══ DATA ══
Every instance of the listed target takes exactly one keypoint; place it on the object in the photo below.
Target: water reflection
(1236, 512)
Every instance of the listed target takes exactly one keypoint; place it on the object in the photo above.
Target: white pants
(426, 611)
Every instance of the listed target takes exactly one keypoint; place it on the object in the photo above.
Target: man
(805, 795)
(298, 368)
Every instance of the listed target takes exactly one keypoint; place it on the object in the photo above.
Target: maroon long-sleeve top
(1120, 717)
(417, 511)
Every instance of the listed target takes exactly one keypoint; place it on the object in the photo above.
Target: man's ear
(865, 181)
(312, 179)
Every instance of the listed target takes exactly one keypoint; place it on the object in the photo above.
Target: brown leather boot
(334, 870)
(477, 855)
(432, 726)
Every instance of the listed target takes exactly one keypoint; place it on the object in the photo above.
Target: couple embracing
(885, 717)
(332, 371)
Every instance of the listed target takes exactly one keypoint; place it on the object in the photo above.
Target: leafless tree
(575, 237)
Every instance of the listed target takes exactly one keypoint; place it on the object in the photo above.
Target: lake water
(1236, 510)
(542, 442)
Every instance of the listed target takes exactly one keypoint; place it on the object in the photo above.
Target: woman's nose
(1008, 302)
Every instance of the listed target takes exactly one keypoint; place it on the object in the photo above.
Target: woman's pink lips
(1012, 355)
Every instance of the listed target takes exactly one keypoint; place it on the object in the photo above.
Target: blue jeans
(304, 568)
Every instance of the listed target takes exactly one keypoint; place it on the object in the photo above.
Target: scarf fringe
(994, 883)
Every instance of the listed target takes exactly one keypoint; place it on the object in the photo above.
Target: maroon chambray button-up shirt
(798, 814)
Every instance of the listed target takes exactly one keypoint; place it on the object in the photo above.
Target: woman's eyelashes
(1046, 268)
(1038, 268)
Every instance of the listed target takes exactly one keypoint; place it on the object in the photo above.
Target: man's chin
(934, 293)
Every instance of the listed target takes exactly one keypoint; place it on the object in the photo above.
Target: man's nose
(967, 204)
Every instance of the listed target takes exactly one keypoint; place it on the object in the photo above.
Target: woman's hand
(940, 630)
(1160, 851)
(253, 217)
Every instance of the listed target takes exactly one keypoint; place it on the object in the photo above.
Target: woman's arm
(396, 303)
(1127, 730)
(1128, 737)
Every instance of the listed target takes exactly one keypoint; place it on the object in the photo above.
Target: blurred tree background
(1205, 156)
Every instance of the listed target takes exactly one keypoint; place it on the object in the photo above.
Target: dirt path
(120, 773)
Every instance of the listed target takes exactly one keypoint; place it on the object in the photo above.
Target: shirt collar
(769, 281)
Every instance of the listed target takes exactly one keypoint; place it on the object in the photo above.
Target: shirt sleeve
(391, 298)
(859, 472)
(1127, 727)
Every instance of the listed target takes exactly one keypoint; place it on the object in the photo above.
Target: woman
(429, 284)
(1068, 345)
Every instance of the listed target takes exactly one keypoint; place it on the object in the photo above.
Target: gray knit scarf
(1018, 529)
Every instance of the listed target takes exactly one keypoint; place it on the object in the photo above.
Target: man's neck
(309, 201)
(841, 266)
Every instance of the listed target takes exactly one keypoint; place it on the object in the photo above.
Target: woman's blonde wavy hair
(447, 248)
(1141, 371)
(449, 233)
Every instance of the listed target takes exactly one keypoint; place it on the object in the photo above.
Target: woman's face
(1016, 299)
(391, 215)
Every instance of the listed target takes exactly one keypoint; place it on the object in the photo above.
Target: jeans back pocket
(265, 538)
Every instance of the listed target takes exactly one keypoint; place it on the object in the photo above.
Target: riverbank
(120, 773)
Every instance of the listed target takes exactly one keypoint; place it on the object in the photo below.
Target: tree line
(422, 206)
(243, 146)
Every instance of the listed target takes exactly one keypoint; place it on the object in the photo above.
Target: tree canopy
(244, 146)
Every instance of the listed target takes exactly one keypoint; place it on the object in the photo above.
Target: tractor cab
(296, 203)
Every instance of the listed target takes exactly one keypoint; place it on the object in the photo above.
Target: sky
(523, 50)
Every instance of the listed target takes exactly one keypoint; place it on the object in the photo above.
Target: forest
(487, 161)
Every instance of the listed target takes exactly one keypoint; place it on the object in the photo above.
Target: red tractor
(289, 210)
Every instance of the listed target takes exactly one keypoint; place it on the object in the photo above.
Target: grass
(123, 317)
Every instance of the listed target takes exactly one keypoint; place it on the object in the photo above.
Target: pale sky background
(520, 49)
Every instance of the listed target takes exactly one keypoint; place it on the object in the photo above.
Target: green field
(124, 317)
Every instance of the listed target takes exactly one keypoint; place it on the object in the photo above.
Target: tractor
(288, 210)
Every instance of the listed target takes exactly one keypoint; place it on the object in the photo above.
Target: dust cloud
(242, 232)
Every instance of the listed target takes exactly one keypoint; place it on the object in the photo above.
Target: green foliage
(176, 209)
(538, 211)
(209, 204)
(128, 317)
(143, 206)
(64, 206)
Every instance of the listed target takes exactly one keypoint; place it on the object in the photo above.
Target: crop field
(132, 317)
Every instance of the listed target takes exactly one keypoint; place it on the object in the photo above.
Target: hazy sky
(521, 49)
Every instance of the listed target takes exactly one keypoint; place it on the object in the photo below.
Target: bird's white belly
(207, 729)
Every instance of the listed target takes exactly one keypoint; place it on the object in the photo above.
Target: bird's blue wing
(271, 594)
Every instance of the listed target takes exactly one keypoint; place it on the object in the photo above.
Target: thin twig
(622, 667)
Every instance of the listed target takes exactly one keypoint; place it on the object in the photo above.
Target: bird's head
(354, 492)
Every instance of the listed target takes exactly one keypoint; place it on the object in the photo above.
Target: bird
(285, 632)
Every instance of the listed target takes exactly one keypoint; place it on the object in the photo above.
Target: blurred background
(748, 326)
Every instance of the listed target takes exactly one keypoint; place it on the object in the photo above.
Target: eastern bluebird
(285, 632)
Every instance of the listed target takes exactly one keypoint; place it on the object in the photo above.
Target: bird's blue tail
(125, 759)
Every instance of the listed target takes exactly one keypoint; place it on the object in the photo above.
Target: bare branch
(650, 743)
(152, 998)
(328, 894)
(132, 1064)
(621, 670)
═══
Using the entries above, please restate each one word for word.

Every instance of the listed target takes exactly one keypoint; place it on the object in the photo below.
Target: water reflection
(1236, 512)
Every instance of the listed target takes exactly one keypoint; place it on the object in the photo above.
Target: white pants
(426, 611)
Every instance of the listed target takes exactly one keypoint; place it on the object in the photo above.
Target: man
(805, 795)
(298, 368)
Every instance of the listed target takes exactly one keypoint; place it on the object in the photo above.
Target: maroon long-sleeve top
(1120, 717)
(417, 511)
Every instance of the listed target takes exactly one keypoint; place it on the object in the photo above.
Target: man's ear
(865, 181)
(312, 179)
Every instance of the listed target takes exactly one keypoint; place it on the object in the photo above.
Target: brown leather boot
(334, 870)
(477, 855)
(432, 726)
Every instance of the listed target takes exactly one keypoint; place it on the object in the photo above.
Target: couple embracing
(885, 717)
(332, 371)
Every instance of the listed target takes exactly one keypoint; place it on the object in the photo above.
Target: leafless tree
(575, 237)
Every instance of the listed target takes exactly one keypoint; place it on the object in the photo above.
Target: lake water
(1236, 510)
(542, 442)
Every instance of the listed target takes exactly one keypoint; place it on the object in the photo above.
Target: woman's nose
(1008, 302)
Every instance of the listed target takes exactly one keypoint; place it on the object in the photo above.
Target: woman's pink lips
(1012, 355)
Every instance of the listed target takes exactly one keypoint; place it on the object in the photo above.
Target: blue jeans
(304, 568)
Every instance of the listed target takes exactly one keypoint; place it on the object in the photo above.
Target: scarf fringe
(994, 883)
Every instance of the listed target takes exactly one keypoint; place it on the object in the photo above.
Target: maroon chambray button-up shirt
(798, 814)
Every instance of the listed target takes exactly one keypoint; place it on the object in the photo above.
Target: woman's eyelashes
(1046, 268)
(1038, 268)
Every instance of the listed target takes exactly one keypoint; place it on the object in the photo above.
Target: man's chin
(934, 293)
Every instance of the listed target takes exactly one keypoint; place it on the object in the photo above.
Target: man's nose
(967, 204)
Every instance of the listed target takes exactly one keypoint; place it on the object in the photo above.
Target: woman's hand
(940, 630)
(1160, 851)
(253, 217)
Every instance of the listed target takes exactly one keypoint; place it on the object in the photo above.
Target: woman's arm
(396, 303)
(1127, 730)
(1128, 737)
Every instance of the listed target takes exactly one keypoint; place it on the object in the photo above.
Target: blurred tree background
(1205, 156)
Every instance of the listed target takes exactly one keypoint; place it on the object in the photo above.
Target: dirt path
(120, 773)
Every instance of the listed target takes exactly one keypoint; place it on the object in the photo above.
Target: shirt collar
(769, 281)
Every instance of the listed target takes exactly one keypoint; place it on the object in the photo above.
Target: shirt sleeve
(391, 298)
(859, 472)
(1127, 727)
Every instance of the listed target takes exactly one keypoint; place it on the object in the photo above.
Target: woman
(429, 284)
(1068, 345)
Every instance of the listed target takes exactly one keypoint; place it on the object in the photo above.
Target: gray knit scarf
(1018, 529)
Every instance of the listed target takes exactly one keypoint; place it on the object in the photo above.
Target: man's neck
(309, 201)
(841, 266)
Every instance of the listed target takes exactly one keypoint; place it on the object in the photo above.
Target: woman's blonde wavy hair
(447, 248)
(1141, 371)
(449, 233)
Every instance of the listed target takes exactly one keypoint; place it on the object in the photo above.
Target: woman's face
(1016, 299)
(391, 215)
Every instance of the listed target takes exactly one keypoint; place it on the object in the photo above.
Target: jeans back pocket
(265, 538)
Every instance of the listed target takes exactly one keypoint; place it on the object in the photo above.
Target: riverbank
(120, 773)
Every instance of the listed target takes exactly one keypoint; place it on the object in the photo below.
Target: tree line
(422, 206)
(243, 146)
Every instance of the listed target takes exactly one keypoint; place it on the object in the photo above.
Target: tree canopy
(244, 146)
Every instance of the listed target takes exactly one keypoint; place it on the object in the photo above.
Target: tractor cab
(296, 203)
Every instance of the listed target takes exactly one keypoint; place it on the object in the photo above.
Target: sky
(523, 50)
Every instance of the listed target takes exactly one keypoint; place it on the object in the photo above.
Target: forest
(487, 161)
Every instance of the listed target takes exactly one keypoint; place it on the object in the photo above.
Target: red tractor
(289, 210)
Every instance of the listed target takes exactly one keypoint; place it on the object in the photo above.
Target: grass
(123, 317)
Every instance of the listed target takes exactly one keypoint; place it on the object in the photo above.
Target: pale sky background
(520, 49)
Every instance of the listed target takes exactly one keypoint; place it on the object in the photo above.
Target: green field
(124, 317)
Every instance of the listed target takes exactly one keypoint; place it on the object in the photo above.
Target: tractor
(288, 210)
Every instance of the listed target takes exactly one keypoint; place it on the object in the photo above.
Target: dust cloud
(242, 232)
Every instance of the listed target takes exactly one keypoint; place it on the object in the photo above.
Target: green foliage
(176, 209)
(538, 211)
(209, 204)
(128, 317)
(143, 206)
(64, 206)
Every instance of the listed target takes exactly one keypoint; place it on the object in the photo above.
Target: crop field
(132, 317)
Every instance of the listed target takes exactly one keypoint; place it on the object in the photo above.
Target: hazy sky
(521, 49)
Every instance of the listed target takes exactly one keypoint; place it on the object in the photo below.
Target: bird's white belly
(207, 729)
Every instance of the listed target takes exactly one keypoint; place it on the object in the photo above.
Target: bird's blue wing
(271, 594)
Every instance of the listed target takes exactly one keypoint; place it on the object in the photo above.
Target: thin twig
(622, 667)
Every instance of the listed target takes exactly one keypoint; place it on the object in the photo above.
Target: bird's head
(354, 492)
Every instance of the listed target takes exactly one keypoint; place it on the object in the photo above.
Target: bird
(285, 632)
Every instance of the listed target takes exactly one keypoint; place it on the object in the photo above.
Target: blurred background
(748, 326)
Every instance of the listed target takes exactly one keypoint; place it on the object in the photo above.
Target: eastern bluebird
(285, 632)
Every instance of the listed target takes exactly one keypoint; place it on the object in the photo above.
Target: bird's blue tail
(125, 759)
Every instance of the listed target takes exactly one keypoint; place it on the object in the photo above.
Target: bare branch
(650, 743)
(152, 998)
(328, 894)
(132, 1064)
(621, 670)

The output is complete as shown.